• **Problem details**
Give only a number in reply. It should be how many lines in the records contain the string "marker".
----- Data for this task -----
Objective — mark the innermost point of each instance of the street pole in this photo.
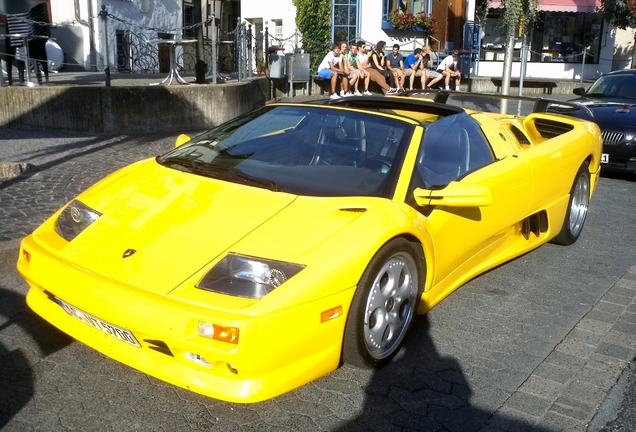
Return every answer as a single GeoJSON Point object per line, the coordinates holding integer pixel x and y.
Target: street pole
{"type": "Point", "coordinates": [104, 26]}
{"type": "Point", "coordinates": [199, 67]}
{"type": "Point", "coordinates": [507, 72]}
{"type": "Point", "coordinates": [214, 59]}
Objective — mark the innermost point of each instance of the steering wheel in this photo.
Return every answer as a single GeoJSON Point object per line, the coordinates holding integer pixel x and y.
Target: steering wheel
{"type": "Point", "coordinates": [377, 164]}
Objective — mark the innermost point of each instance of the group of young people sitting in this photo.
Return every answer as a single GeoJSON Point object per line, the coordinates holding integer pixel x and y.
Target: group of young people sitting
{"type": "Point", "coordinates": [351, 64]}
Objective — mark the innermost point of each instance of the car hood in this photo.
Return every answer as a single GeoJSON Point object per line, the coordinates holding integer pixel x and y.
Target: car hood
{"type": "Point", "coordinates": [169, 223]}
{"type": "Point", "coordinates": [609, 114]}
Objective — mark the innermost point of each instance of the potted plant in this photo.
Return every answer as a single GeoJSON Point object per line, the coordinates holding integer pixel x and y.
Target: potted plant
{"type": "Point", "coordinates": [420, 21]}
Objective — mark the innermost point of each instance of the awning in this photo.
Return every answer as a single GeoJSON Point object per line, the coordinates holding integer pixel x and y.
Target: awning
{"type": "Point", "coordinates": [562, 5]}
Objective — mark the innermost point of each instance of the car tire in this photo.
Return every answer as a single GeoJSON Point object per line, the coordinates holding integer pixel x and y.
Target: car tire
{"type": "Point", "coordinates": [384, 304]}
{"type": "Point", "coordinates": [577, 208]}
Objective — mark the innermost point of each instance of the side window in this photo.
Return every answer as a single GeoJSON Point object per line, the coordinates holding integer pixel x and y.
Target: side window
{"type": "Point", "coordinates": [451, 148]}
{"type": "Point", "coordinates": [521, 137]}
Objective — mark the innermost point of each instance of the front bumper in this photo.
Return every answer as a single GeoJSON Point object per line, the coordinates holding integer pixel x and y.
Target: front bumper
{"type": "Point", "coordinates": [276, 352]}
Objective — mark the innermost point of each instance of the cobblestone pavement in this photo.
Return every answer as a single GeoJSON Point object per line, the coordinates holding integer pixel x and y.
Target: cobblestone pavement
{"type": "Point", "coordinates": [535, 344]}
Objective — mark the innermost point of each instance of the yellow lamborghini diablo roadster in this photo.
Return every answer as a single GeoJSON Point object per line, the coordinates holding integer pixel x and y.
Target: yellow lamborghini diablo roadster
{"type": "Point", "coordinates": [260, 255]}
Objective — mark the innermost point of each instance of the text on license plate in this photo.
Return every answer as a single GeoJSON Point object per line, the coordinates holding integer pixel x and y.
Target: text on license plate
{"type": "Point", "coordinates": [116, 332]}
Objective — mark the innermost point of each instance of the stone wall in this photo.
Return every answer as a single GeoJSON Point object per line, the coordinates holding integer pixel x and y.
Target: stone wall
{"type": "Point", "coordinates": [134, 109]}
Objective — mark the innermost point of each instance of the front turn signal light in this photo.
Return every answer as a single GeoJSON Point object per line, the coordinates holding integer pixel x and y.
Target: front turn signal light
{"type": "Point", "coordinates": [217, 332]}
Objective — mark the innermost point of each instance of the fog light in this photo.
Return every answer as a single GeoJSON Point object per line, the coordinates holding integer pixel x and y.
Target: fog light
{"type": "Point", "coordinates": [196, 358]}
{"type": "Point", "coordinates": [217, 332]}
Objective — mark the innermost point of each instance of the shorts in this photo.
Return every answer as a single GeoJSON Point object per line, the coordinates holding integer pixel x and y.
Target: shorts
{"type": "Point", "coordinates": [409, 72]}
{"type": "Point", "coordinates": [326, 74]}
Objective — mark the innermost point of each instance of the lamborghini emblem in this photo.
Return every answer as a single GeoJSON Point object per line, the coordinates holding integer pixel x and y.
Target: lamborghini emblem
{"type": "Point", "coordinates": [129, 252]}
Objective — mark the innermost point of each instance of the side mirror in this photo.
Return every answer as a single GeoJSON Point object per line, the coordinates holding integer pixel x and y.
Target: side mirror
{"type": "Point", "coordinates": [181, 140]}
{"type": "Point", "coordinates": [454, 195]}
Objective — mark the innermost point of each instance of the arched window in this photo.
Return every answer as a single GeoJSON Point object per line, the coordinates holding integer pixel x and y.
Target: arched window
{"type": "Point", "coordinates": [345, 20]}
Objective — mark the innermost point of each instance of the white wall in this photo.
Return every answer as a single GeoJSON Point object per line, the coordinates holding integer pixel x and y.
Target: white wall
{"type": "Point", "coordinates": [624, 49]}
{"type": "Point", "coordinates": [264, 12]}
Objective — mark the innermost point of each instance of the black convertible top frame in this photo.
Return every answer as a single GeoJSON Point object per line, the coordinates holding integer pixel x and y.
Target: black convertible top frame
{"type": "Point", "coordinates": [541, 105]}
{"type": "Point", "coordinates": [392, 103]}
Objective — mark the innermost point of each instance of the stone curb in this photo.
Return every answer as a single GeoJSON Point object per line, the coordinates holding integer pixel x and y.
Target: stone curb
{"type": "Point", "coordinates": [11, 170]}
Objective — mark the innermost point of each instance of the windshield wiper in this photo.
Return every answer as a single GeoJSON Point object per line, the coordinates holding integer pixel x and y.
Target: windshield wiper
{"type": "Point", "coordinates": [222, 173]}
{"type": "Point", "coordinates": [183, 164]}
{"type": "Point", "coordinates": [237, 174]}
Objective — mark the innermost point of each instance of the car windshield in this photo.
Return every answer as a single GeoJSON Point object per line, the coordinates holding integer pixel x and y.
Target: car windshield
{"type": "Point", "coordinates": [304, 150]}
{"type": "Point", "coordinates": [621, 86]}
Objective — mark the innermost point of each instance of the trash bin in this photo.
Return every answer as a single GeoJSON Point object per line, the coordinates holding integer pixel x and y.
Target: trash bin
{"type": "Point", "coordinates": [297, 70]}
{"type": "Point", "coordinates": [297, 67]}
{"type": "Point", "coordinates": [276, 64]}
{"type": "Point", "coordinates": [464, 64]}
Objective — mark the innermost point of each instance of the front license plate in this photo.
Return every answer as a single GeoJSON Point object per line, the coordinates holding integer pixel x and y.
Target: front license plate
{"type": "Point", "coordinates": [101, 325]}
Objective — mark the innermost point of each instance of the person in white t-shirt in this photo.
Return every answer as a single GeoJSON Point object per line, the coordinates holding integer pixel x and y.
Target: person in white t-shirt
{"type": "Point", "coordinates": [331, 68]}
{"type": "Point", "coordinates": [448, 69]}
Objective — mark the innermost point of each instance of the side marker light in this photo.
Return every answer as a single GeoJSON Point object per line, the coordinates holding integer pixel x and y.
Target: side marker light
-----
• **Result of this exercise**
2